- Record extracts -
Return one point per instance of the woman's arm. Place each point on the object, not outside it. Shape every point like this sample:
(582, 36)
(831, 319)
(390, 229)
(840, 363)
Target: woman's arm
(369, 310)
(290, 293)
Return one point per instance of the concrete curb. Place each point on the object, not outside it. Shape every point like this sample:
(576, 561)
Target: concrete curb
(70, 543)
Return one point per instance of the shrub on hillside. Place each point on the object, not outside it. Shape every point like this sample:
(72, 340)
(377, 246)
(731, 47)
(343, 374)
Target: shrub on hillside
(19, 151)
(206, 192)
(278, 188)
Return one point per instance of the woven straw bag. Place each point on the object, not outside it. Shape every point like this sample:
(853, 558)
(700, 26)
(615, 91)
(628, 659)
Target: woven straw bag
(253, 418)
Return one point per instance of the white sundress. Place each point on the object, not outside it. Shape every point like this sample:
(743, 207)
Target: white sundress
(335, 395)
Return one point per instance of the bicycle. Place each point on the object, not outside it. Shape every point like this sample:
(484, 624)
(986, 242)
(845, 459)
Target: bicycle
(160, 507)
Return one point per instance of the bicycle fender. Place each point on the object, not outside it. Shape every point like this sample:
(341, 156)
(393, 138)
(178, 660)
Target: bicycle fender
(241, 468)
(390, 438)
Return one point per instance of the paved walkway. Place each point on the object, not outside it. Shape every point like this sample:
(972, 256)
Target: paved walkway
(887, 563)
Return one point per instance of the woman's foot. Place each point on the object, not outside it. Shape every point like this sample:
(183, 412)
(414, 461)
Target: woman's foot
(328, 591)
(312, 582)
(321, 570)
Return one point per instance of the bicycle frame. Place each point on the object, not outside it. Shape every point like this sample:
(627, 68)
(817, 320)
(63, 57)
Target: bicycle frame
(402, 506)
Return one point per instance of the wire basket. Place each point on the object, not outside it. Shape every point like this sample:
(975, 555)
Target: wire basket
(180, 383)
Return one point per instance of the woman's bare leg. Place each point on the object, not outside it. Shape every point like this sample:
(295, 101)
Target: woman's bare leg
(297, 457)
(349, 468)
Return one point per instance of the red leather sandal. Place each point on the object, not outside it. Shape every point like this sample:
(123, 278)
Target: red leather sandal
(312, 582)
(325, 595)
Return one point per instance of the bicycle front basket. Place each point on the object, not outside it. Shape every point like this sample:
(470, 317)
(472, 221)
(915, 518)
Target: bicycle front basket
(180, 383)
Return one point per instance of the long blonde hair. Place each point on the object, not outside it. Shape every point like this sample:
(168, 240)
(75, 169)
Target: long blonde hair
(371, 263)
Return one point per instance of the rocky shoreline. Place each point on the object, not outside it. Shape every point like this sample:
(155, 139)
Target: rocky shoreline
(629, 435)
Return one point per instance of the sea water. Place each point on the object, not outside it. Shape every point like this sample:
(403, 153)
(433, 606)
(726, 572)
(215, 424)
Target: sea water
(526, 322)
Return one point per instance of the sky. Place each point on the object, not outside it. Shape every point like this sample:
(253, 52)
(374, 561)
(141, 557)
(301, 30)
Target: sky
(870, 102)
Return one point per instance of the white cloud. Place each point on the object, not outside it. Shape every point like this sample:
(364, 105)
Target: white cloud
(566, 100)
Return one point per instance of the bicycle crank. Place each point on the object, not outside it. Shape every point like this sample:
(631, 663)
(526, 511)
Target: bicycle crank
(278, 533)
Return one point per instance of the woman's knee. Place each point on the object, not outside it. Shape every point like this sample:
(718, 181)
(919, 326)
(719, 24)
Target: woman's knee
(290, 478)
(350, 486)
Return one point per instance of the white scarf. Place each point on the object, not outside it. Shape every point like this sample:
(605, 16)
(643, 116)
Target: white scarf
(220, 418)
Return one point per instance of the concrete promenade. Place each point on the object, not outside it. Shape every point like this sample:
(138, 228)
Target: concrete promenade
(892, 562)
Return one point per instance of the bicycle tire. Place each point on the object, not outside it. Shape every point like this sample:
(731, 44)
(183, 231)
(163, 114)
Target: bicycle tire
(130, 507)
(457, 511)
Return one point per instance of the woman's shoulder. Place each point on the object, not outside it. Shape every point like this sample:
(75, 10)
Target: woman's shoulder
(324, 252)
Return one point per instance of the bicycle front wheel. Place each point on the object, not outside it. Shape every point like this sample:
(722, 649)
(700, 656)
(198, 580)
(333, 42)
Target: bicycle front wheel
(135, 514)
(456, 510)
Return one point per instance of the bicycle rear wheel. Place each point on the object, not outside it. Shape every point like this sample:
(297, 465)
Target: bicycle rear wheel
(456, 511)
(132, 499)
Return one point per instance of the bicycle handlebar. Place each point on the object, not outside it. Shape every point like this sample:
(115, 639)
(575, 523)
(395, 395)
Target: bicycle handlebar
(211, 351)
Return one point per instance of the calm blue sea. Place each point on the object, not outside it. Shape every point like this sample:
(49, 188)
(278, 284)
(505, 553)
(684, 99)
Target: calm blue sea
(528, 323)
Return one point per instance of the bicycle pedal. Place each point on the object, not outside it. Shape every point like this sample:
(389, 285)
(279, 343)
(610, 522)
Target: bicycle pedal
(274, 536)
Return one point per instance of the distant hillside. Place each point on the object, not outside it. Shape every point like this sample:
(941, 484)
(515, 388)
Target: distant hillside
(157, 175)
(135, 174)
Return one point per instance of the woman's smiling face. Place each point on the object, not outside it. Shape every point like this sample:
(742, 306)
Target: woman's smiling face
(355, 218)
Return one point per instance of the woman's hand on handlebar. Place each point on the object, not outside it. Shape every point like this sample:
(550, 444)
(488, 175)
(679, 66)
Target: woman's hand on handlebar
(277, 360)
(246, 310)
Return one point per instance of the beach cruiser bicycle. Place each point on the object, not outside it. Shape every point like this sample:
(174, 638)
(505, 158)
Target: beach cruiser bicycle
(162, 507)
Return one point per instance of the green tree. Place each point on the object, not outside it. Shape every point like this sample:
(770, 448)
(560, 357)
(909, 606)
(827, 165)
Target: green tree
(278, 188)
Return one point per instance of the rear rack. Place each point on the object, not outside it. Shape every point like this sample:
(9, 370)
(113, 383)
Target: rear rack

- Your assignment -
Each line of the records should be transcribed without change.

- Written solution -
Return one point per instance of the woman's arm. Place each point on the object, not outside it. Shape every point like this sample:
(582, 36)
(831, 319)
(390, 229)
(840, 363)
Target: woman's arm
(369, 310)
(290, 293)
Return one point per instance of the concrete curb. Place each point on the object, not outside it. Shape every point like this sample:
(576, 561)
Target: concrete curb
(70, 543)
Return one point per instance of the shrub on hillside. Place each point on the object, not outside it. Shape every point like this sample:
(72, 340)
(377, 246)
(731, 47)
(343, 374)
Target: shrub on hillside
(19, 151)
(206, 192)
(278, 188)
Return one point per instance of the woven straw bag. Place each point on the object, not outside it. Shape every point like this sample:
(853, 558)
(700, 26)
(615, 91)
(628, 659)
Target: woven straw bag
(253, 418)
Return one point per instance of the white sundress. Place each point on the object, not outside it. Shape every point like this sample:
(743, 207)
Target: white sundress
(335, 395)
Return one point per instance of the bicycle. Place each point on the object, not outside it. Shape every point like this sample:
(484, 624)
(986, 242)
(845, 459)
Target: bicycle
(160, 507)
Return one point per instance of the bicycle fender. Place each point on the object, not outside it. Shape every point like this sample:
(341, 156)
(393, 138)
(178, 660)
Target: bicycle fender
(241, 468)
(390, 438)
Return one point per instance of the paved walkway. Place each point on the object, not outside it. Shape every point like this sample:
(972, 256)
Target: paved walkway
(887, 563)
Return one point per instance of the woman's foot. Place each point on the object, not outside it. Shape every point like this sample:
(183, 412)
(414, 461)
Target: woman's foot
(328, 591)
(312, 582)
(321, 570)
Return one point per instance of the bicycle frame. Place each point on the object, not outside it. Shape every point like this sample:
(627, 68)
(817, 320)
(63, 57)
Target: bicycle frame
(402, 506)
Return one point per instance of the wire basket. Place each point on the object, not outside it. Shape every point like this sample:
(975, 555)
Target: wire basket
(180, 383)
Return one point per instance of the woman's bare leg. Place each point on the object, not outside it. Shape every point like this sample:
(295, 101)
Target: woman's bare leg
(297, 457)
(349, 468)
Return one point per instance of the red leather sandal. Place each point on the object, not outside it. Shape every point like this sample:
(123, 278)
Target: red leather sandal
(312, 582)
(325, 595)
Return one point per instance of the bicycle front basket. Place each point on the object, not outside it. Shape every point like this sample:
(470, 317)
(472, 221)
(915, 518)
Target: bicycle front basket
(180, 383)
Return one point per instance of the long blonde hair. Place each point on the object, not outside it. Shape every point like this sample:
(168, 240)
(75, 169)
Target: long blonde hair
(371, 263)
Return one point per instance of the rocky shoreline. Place each point on the object, not outside it. Shape every point like this sample:
(155, 139)
Target: rocky shoreline
(629, 435)
Return one point per instance of the sea water. Place each point on the object, not outside it. Shape every point like this sample:
(403, 153)
(433, 606)
(726, 572)
(215, 424)
Target: sea water
(526, 322)
Return one point per instance of the sky. Place each point on the object, not outside it. Shape every point like this sample:
(253, 52)
(374, 561)
(141, 557)
(301, 30)
Target: sky
(870, 102)
Return one point per instance of the white cloud. Place each point on the object, not outside it. Shape every point like this sample:
(364, 105)
Target: white cloud
(566, 100)
Return one point per instance of the bicycle crank. Place each point on the object, not outside it. Shape every point like this sample:
(631, 663)
(526, 511)
Target: bicycle crank
(278, 533)
Return one point per instance of the woman's knee. Place each point on the object, not outside it. Shape every point like this sample:
(718, 181)
(919, 326)
(719, 24)
Target: woman's knee
(290, 478)
(350, 486)
Return one point per instance of the white scarf. Place each point on the object, not outside it. Shape every point like this sample:
(605, 16)
(643, 116)
Target: white scarf
(220, 418)
Return one point per instance of the concrete promenade. Place each point on the object, not outside it. Shape every point like this sample:
(138, 228)
Target: concrete promenade
(892, 562)
Return one point per instance of the bicycle tire. Place each point on the object, not outside it. Shape every point like this sample:
(731, 44)
(183, 231)
(163, 114)
Target: bicycle tire
(130, 507)
(457, 511)
Return one point per instance of the woman's shoulder. Place each point on the object, not outside it. Shape every point like this sample:
(75, 10)
Target: woman's shoulder
(324, 252)
Return one point per instance of the bicycle front wheel. Place each point on the object, not outside it. Shape every point like this sample:
(722, 649)
(700, 656)
(198, 580)
(333, 42)
Target: bicycle front wheel
(135, 514)
(456, 510)
Return one point per instance of the bicycle rear wheel. Place each point on the object, not outside it. Shape every point like this sample:
(297, 465)
Target: bicycle rear wheel
(456, 511)
(132, 499)
Return one point per instance of the bicycle handlebar. Place each point on the object, not outside it. Shape every point like this sample:
(115, 639)
(575, 523)
(395, 395)
Target: bicycle handlebar
(211, 351)
Return one point per instance of the calm blue sea. Place each point on the object, not outside it. Shape every point like this sample:
(49, 188)
(278, 284)
(505, 553)
(684, 99)
Target: calm blue sea
(528, 323)
Return one point per instance of the bicycle pedal. Place each point on the object, not outside it. Shape every point like this sample:
(389, 285)
(279, 343)
(610, 522)
Target: bicycle pedal
(274, 536)
Return one point per instance of the distant hillside. Place each point on the object, not outside it. Shape every point like this sample:
(941, 484)
(515, 388)
Target: distant hillside
(157, 175)
(135, 174)
Return one point per instance of the woman's smiling face. Place each point on the object, not outside it. Shape every point like this sample:
(742, 306)
Target: woman's smiling face
(355, 218)
Return one point per instance of the woman's hand on handlebar. Place each point on the object, not outside it. Shape every point like this sample:
(550, 444)
(488, 175)
(679, 66)
Target: woman's hand on handlebar
(277, 360)
(246, 310)
Return one point per instance of the beach cruiser bicycle. Place each point on the object, not outside it. Shape every point like this sample:
(174, 638)
(505, 158)
Target: beach cruiser bicycle
(162, 507)
Return one point per instance of the green tree. Place each point on the object, not outside it. Shape every point like this sample:
(770, 448)
(560, 357)
(909, 606)
(827, 165)
Target: green tree
(278, 188)
Return one point per instance of the rear rack. Place each point on the object, not outside it. Shape every point like this sample:
(9, 370)
(113, 383)
Target: rear rack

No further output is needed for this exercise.